EXERCISE REQUIREMENTS -
1. Translate this sentence from the article on South Carolina's coronavirus funding into Spanish: "The federal Centers for Disease Control and Prevention (CDC) announced it was awarding $8.9 million to South Carolina to combat coronavirus, also known as COVID-19."
2. Repeat the stretch of the article on South Carolina's coronavirus funding from "McMaster recommended that" through "starts July 1.", word for word.
3. According to the article on South Carolina's coronavirus funding, what is DHEC's total budget for this fiscal year?

READING PASSAGE -
******************************
S.C. lawmakers pressed to find money for coronavirus response

By Rick Brundrett
The Nerve

As lawmakers debate how to pay for the state’s emergency coronavirus response, they will have to decide where exactly to get the money.
In a letter to House and Senate leaders, Gov. Henry McMaster requested that lawmakers provide the state Department of Health and Environmental Control (DHEC) up to $45 million to help the agency “identify and secure – in advance – the necessary resources, equipment and personnel to successfully address their contingencies.”
McMaster recommended that the $45 million be deducted from a small, one-time tax cut next year for S.C. taxpayers in the form of a credit, proposed by the House as part of its $32.3 billion state budget version for fiscal 2020-21, which starts July 1.
Under the House spending plan, the tax credit – $100 per taxpayer – is proposed with other funding requests that would be covered with $945.5 million in actual and projected nonrecurring revenues, part of an estimated total $1.8 billion-plus surplus for next fiscal year.
The Nerve identified more than $51 million in special projects or programs proposed by House leaders and other members – known as earmarks – though the state agencies that the mainly nonrecurring revenues would flow through didn’t formally request the additional funds.
In the face of the coronavirus, previously projected surpluses are less certain for next fiscal year, putting lawmakers in a position to look for other revenues to fund DHEC’s response.
State records show that DHEC ended last fiscal year with a $105.8 million surplus in “other’ funds, with year-end reserves in that category averaging nearly $97 million in each of the previous four fiscal years. As of March 16, DHEC had a nearly $213.3 million cash balance in other funds, which represented more than 96 percent of its total other-fund appropriation for this fiscal year, according to state comptroller general and budget records.
DHEC’s total budget for this fiscal year, which includes state, federal and other funds, is $651.9 million. For fiscal 2021, the total budget would be $670.3 million under the House spending plan, which is now in the Senate.
Included in the proposed DHEC budget is $116 million for the agency’s infectious-disease prevention section. The federal Centers for Disease Control and Prevention (CDC) announced it was awarding $8.9 million to South Carolina to combat coronavirus, also known as COVID-19.
In a letter to Senate Finance Committee chairman Hugh Leatherman, R-Florence, DHEC director Rick Toomey said that “COVID-19 is a rapidly evolving situation,” noting the “exact costs will depend on the containment and mitigation response efforts we will need to curtail the impact of the disease on our state, as well as direction from the Federal level (CDC, etc.).”
******************************
SUPPLIED MATERIAL -
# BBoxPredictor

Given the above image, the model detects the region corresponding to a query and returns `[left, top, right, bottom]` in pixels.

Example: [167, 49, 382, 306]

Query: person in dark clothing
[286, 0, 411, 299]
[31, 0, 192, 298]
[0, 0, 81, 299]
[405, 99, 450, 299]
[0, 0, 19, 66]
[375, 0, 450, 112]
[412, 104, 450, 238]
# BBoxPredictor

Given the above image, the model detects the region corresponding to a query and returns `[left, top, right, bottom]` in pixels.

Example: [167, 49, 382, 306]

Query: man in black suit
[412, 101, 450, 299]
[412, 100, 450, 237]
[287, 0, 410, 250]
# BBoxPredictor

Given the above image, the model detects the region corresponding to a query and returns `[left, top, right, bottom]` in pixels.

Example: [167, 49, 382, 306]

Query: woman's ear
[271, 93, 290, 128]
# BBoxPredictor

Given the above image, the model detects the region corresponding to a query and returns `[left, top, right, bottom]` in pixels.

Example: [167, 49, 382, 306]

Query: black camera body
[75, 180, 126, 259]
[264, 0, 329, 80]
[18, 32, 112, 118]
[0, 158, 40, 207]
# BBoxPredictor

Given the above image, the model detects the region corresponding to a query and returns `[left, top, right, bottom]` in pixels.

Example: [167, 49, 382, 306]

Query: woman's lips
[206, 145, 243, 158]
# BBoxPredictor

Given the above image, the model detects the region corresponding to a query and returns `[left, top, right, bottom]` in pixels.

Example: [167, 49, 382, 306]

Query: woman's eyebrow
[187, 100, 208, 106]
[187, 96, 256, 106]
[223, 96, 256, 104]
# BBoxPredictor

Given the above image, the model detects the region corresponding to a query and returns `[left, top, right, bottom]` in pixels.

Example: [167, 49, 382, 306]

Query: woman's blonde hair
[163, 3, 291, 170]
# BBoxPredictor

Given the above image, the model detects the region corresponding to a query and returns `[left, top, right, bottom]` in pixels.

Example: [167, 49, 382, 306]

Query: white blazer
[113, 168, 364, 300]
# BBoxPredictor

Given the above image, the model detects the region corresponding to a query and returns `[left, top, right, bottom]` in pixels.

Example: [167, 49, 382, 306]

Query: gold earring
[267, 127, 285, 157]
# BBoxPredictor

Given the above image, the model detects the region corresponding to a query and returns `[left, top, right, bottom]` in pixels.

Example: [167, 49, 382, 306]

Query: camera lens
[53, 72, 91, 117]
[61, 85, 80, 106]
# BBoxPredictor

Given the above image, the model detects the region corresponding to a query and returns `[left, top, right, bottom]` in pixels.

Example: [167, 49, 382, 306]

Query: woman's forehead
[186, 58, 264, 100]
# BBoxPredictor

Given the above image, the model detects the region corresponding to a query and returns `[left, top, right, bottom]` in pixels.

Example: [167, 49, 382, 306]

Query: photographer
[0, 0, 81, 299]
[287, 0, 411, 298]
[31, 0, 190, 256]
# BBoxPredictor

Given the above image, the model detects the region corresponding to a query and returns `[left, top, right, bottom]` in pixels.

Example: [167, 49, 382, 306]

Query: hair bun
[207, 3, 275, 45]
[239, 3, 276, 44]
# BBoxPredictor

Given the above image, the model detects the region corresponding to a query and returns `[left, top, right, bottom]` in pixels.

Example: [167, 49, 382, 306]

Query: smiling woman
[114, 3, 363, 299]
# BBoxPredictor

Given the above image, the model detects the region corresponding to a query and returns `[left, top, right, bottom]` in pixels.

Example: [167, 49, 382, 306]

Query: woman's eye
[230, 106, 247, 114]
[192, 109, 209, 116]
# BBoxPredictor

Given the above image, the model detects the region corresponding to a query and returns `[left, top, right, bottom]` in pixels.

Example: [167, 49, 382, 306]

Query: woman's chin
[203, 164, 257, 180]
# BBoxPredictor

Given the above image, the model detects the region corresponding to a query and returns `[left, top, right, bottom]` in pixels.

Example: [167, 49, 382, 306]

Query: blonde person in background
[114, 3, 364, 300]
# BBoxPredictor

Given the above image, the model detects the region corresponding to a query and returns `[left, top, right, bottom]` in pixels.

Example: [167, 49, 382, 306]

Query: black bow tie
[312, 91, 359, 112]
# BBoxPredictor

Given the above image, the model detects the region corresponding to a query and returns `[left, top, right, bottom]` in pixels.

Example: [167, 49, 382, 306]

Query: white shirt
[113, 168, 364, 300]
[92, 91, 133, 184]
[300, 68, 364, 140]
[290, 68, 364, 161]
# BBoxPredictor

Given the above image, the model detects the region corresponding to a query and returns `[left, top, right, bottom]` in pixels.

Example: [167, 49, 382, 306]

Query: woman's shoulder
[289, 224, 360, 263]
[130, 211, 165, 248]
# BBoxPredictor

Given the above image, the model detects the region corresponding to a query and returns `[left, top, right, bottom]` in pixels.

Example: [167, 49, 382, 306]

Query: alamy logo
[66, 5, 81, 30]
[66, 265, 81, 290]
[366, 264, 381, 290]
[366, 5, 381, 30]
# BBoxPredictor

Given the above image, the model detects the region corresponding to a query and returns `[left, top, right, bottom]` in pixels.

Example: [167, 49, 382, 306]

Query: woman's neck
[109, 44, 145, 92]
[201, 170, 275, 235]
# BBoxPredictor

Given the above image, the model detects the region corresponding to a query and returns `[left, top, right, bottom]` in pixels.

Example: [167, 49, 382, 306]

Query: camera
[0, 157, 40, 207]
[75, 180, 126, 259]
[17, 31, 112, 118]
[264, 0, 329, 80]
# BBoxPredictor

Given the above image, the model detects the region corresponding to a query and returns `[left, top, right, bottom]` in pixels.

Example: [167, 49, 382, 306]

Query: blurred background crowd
******************************
TASK-BY-TASK OUTPUTS -
1. Los Centros para el Control y la Prevención de Enfermedades (CDC) federales anunciaron que otorgaban 8,9 millones de dólares a Carolina del Sur para combatir el coronavirus, también conocido como COVID-19.

2.
McMaster recommended that the $45 million be deducted from a small, one-time tax cut next year for S.C. taxpayers in the form of a credit, proposed by the House as part of its $32.3 billion state budget version for fiscal 2020-21, which starts July 1.

3. $651.9 million, including state, federal and other funds.